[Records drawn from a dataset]
************
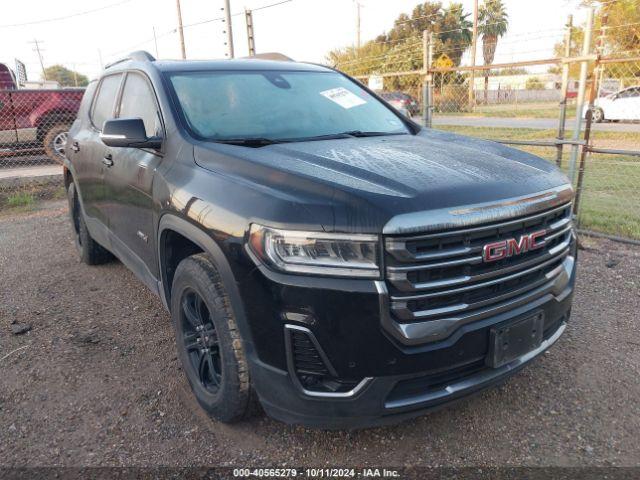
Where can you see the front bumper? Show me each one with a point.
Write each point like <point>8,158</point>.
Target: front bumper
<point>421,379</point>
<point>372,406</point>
************
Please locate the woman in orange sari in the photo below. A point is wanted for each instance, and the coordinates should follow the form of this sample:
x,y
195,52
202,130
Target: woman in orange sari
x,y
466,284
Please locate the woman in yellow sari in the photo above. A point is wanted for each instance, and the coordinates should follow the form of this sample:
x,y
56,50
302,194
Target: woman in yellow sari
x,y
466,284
************
TASK TO CARRY OUT: Copy each line in the entries above where the word "form" shows up.

EXPECTED ANSWER:
Please locate the woman in orange sari in the photo below. A point is wanted for each instance, and the coordinates should follow the form of this sample:
Please locate the woman in yellow sari in the photo above. A point is wanted for each instance, and the coordinates should follow the form of this sample:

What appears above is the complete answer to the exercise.